We also investigate the cluster quality for the five different methods by comparing the annotated super-population label (AMR, AFR, EAS, SAS) for each individual in the 1000 Genomes data to the label assigned by k-means clustering. For this comparison, we use the adjusted Rand index (ARI) metric, which returns a value between -1 (independent labelings) and 1 (perfect match) [25].

Using chromosome 22, each of the algorithms resulted in an ARI of 0.84, confirming that the speed-up in SPARK is not at the cost of quality. The state-of-the-art tool, ADMIXTURE, returns a low ARI of 0.25. It should be noted that ADMIXTURE’s underlying statistical model does not take linkage disequilibrium (LD) into account. Therefore removing variants with high LD may result in higher accuracy. We can substantially improve the accuracy to a perfect classification (ARI=1.0) by removing the fourth super-population, AMR (American). This is due to the majority of AMR individuals being placed in the same group as Europeans, likely reflecting their migrational backgrounds. Only a minority of AMR individuals form an independent group, likely comprising of genetic information otherwise not captured by the 26 sub-populations of the 1000 Genomes Project. This indicates that although allelic differences exist between populations, “genetic diversity is distributed on a continuum” [26].

Graph visualisation

VARIANTSPARK supports visualisation of the resulting population clusters by generating a file that can be loaded into GEPHI [27]. Figure 2 visualises the clusters generated by VARIANTSPARK from the 1000 Genomes Project data. As discussed in the previous section, three of the four clusters (super-populations AFR, EAS and AMR) are relatively homogeneous; the fourth is more mixed and consists predominantly of individuals labelled EUR and AMR providing a visual representation of the ARI of 0.84.

Fig. 2

Visualisation of VARIANTSPARK predicted clusters. The figure shows the four clusters predicted for the 1000 Genomes data. Individuals from the super-populations AFR, AMR and EAS are accurately grouped into distinct clusters. The fourth cluster contains predominantly EUR + AMR individuals potentially accurately reflecting migrational backgrounds

VARIANTSPARK enables genome wide sampling of variants to improve clustering quality

Although we have demonstrated the advantages of VARIANTSPARK over traditional methods on small datasets, such as individual chromosomes, the main advantage of SPARK is its ability to process datasets that exceed memory limits. To demonstrate this scalability, we increase the number of variants used in the clustering from the initial 494,328 on chromosome 22 to 38,219,238 variants across the 1000 Genomes Project dataset (phase 1).

We run this comparison on our in-house HADOOP/SPARK cluster using 40 cores. Pre-processing the VCF files takes approximately 12, 19, 27 and 40 min for 20, 40, 60 and 100 percent of the genome, respectively (see Table 2). In each case, the memory required does not exceed a modest 2 GB per executor, even for the complete genome. Clustering the data takes 70, 139, 213 and 884 min, respectively. For clustering, the memory requirements increase approximately linearly to 24 GB per executor (see Fig. 1). The increase in memory is due to more distance measurements between variants and k-means centroids being created, which MLlib stores as dense vectors. While k-means clustering can scale to 100 % of the genome, machine learning algorithms that can deal with sparse vectors would potentially be able to scale much further and potentially process more alleles.

EXERCISE: Copy the VARIANTSPARK clustering passage, starting with "We run this" and going on through "process more alleles.", and swap "executor" for "worker".

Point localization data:
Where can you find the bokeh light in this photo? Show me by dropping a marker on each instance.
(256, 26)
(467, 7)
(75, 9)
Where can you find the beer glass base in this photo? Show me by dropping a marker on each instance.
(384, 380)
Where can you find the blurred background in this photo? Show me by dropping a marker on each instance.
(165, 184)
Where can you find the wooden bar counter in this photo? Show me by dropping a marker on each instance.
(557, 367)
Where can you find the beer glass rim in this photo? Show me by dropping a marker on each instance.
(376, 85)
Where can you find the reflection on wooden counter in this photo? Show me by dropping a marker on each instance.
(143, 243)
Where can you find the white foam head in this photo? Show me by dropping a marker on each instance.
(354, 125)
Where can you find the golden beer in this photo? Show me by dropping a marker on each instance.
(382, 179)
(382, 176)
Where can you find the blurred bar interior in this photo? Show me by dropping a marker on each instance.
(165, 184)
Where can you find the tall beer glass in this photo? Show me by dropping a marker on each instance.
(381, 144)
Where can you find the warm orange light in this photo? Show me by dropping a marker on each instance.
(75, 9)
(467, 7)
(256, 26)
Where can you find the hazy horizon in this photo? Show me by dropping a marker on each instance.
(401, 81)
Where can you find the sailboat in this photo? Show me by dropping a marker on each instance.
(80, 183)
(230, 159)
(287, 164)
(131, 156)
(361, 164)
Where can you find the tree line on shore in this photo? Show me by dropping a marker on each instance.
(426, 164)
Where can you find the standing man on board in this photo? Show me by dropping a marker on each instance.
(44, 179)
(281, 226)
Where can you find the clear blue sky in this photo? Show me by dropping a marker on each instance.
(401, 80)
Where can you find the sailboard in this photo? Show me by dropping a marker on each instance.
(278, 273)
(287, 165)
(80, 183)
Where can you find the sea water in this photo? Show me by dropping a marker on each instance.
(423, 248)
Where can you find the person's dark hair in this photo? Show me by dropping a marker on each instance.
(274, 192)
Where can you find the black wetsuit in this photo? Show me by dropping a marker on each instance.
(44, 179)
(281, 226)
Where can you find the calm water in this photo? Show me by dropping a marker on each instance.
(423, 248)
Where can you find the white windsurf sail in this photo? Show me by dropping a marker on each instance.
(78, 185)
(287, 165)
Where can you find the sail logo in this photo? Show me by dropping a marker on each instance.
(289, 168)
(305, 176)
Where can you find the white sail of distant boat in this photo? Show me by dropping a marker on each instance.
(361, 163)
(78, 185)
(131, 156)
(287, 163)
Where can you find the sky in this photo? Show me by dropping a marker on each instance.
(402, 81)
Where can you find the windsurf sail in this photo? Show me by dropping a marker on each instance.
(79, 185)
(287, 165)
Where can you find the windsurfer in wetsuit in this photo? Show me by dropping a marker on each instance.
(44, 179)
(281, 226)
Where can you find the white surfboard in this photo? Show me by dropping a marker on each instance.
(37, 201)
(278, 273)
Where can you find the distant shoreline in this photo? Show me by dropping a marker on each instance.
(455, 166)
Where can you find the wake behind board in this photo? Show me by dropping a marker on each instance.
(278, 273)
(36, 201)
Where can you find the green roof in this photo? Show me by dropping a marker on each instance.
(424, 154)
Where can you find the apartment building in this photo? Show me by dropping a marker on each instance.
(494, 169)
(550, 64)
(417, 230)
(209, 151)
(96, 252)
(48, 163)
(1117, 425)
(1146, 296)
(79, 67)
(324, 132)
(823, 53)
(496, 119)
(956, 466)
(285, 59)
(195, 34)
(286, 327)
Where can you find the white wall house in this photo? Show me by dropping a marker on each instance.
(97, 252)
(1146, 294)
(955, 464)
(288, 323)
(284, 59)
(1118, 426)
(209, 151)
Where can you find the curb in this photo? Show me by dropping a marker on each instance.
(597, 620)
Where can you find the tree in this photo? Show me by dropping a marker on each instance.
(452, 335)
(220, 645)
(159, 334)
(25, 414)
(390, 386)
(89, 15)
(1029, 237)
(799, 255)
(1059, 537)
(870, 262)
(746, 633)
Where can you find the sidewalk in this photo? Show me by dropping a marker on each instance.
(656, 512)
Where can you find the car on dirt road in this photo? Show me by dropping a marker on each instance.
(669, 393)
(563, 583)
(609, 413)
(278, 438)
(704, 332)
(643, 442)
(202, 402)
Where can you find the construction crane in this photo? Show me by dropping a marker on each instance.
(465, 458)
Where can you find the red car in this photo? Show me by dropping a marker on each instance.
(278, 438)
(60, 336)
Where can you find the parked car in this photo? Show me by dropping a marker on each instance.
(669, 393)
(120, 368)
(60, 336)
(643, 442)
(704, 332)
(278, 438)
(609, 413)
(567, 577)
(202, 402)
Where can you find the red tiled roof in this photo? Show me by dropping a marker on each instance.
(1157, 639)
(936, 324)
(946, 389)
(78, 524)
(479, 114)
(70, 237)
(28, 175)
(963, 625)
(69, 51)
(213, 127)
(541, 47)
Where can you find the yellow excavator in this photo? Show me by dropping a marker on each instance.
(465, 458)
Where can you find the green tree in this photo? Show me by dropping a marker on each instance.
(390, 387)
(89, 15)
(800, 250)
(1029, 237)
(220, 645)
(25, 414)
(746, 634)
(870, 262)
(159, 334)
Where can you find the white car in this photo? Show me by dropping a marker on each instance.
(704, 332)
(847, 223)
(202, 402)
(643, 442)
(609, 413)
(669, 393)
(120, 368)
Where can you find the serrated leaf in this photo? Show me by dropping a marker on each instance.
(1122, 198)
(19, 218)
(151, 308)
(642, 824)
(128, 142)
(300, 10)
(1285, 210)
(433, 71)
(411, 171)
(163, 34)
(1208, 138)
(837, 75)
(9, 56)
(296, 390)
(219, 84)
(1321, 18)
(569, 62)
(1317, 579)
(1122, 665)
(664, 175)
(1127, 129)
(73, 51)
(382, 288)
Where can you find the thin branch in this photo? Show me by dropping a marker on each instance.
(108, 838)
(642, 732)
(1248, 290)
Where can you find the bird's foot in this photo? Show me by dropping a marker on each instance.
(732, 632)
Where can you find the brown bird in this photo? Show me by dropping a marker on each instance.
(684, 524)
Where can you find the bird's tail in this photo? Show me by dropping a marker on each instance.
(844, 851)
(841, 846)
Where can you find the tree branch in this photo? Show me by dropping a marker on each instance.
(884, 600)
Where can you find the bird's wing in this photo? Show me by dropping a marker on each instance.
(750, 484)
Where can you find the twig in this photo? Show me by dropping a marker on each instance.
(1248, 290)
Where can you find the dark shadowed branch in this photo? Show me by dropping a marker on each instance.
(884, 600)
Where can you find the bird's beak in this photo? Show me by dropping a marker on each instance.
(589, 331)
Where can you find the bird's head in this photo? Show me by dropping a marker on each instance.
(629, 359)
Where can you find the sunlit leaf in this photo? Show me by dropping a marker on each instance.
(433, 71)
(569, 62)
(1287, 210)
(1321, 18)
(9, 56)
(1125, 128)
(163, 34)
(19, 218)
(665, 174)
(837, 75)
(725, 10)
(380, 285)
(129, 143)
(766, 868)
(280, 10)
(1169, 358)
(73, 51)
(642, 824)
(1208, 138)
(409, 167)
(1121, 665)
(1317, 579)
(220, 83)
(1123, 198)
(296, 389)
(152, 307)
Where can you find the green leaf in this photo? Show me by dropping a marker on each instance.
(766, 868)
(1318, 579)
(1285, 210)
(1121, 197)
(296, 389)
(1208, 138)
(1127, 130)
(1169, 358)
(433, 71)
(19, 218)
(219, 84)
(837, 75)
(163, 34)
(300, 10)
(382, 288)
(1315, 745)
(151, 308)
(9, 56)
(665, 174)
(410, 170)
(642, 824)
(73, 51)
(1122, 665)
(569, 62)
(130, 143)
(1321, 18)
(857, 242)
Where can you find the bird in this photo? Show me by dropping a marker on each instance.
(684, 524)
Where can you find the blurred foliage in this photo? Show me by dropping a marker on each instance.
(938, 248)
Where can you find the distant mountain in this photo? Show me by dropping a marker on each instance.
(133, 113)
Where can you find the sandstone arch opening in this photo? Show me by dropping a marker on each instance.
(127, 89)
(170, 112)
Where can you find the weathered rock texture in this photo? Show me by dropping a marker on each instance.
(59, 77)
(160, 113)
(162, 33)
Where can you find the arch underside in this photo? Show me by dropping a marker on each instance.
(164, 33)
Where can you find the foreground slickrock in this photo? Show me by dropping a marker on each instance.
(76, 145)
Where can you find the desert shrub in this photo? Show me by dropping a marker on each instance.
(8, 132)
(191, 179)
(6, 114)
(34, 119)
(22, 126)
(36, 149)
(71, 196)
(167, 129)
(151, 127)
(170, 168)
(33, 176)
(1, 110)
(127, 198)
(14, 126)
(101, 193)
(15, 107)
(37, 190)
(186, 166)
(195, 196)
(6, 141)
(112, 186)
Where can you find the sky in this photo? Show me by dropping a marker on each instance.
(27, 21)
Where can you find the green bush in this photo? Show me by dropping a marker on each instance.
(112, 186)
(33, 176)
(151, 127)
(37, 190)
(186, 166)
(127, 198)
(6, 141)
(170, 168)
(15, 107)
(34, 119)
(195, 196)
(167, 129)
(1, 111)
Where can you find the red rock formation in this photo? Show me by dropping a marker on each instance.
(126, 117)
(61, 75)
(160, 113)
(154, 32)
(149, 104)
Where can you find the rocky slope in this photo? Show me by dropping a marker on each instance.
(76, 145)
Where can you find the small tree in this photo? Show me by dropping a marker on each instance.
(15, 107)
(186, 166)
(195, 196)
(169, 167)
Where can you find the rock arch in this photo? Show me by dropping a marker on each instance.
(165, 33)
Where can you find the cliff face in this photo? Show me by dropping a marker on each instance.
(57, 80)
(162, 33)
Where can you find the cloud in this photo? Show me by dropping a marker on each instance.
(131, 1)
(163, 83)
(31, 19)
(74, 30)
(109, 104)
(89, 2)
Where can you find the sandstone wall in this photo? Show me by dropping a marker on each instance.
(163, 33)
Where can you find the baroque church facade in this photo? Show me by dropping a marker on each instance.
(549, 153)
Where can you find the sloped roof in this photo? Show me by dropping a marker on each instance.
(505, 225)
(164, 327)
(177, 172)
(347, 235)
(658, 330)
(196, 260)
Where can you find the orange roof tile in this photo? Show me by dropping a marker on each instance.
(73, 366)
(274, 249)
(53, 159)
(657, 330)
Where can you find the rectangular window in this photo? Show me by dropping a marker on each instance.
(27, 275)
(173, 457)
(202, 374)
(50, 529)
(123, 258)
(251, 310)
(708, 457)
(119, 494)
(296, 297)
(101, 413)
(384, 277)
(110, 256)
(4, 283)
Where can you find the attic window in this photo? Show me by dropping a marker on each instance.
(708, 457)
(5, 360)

ANSWER BOX:
We run this comparison on our in-house HADOOP/SPARK cluster using 40 cores. Pre-processing the VCF files takes approximately 12, 19, 27 and 40 min for 20, 40, 60 and 100 percent of the genome, respectively (see Table 2). In each case, the memory required does not exceed a modest 2 GB per worker, even for the complete genome. Clustering the data takes 70, 139, 213 and 884 min, respectively. For clustering, the memory requirements increase approximately linearly to 24 GB per worker (see Fig. 1). The increase in memory is due to more distance measurements between variants and k-means centroids being created, which MLlib stores as dense vectors. While k-means clustering can scale to 100 % of the genome, machine learning algorithms that can deal with sparse vectors would potentially be able to scale much further and potentially process more alleles.